Data records:
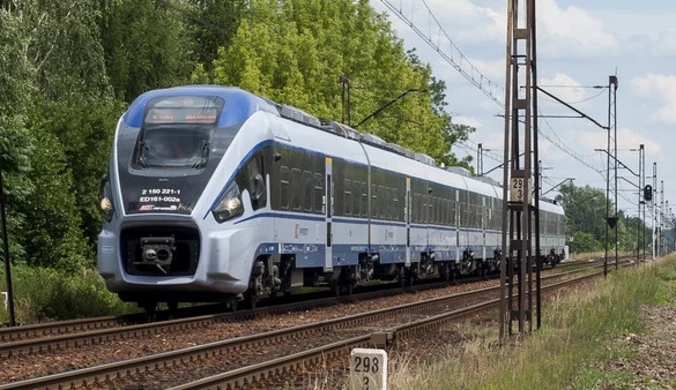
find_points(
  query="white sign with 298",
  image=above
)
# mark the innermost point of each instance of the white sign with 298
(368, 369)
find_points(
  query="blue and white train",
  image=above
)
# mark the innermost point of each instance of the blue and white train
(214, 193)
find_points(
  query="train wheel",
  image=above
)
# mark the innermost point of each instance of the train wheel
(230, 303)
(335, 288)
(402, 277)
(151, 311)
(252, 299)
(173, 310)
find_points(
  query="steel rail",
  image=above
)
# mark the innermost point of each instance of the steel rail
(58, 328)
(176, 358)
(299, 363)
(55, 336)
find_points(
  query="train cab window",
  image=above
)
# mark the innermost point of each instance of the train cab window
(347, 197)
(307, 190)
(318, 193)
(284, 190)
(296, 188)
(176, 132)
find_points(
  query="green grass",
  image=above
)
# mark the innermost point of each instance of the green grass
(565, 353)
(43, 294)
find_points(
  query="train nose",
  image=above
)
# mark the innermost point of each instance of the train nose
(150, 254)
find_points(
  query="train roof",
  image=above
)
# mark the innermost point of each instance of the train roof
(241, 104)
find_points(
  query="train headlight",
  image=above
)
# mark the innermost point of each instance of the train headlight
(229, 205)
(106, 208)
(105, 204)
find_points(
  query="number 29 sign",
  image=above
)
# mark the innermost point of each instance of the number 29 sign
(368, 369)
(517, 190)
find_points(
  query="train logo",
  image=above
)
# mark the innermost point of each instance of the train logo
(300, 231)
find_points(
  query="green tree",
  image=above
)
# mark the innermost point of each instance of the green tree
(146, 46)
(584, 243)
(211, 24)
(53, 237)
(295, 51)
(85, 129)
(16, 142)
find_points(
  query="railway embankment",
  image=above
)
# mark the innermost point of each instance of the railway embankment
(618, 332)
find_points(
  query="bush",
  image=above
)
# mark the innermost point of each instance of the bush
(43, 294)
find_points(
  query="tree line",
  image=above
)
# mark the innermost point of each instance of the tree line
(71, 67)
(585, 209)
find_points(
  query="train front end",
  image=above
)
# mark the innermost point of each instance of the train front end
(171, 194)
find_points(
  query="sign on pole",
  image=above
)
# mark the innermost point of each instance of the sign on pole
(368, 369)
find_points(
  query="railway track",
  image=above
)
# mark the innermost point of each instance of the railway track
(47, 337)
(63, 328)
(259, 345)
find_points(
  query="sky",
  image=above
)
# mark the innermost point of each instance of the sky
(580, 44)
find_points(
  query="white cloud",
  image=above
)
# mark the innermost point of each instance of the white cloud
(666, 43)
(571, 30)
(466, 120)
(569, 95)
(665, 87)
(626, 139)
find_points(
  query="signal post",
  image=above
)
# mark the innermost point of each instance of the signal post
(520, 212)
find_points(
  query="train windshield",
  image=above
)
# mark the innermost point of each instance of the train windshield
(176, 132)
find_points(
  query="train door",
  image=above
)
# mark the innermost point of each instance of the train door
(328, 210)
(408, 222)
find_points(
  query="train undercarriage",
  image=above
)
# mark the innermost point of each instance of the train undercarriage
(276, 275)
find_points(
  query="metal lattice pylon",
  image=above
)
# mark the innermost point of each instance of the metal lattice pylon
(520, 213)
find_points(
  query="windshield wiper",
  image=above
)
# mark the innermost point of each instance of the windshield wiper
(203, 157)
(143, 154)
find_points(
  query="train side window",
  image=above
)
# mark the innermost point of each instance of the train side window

TASK REQUIREMENTS | Reproduce only the lines between the line containing "the train undercarriage" and the last line of the records, those two lines included, exactly.

REPLY |
# mark the innermost point of each instance of the train undercarriage
(276, 275)
find_points(
  query="metal lattice pylon",
  image=above
)
# mark the innermost point of each instance of the metal lattice pylon
(520, 213)
find_points(
  query="windshield wiper",
  image=above
)
# mark the innermost point of each instance of the windshield wiper
(203, 157)
(143, 154)
find_points(
  query="train side window",
  image=above
)
# mark the innermost point of each instance of the train side window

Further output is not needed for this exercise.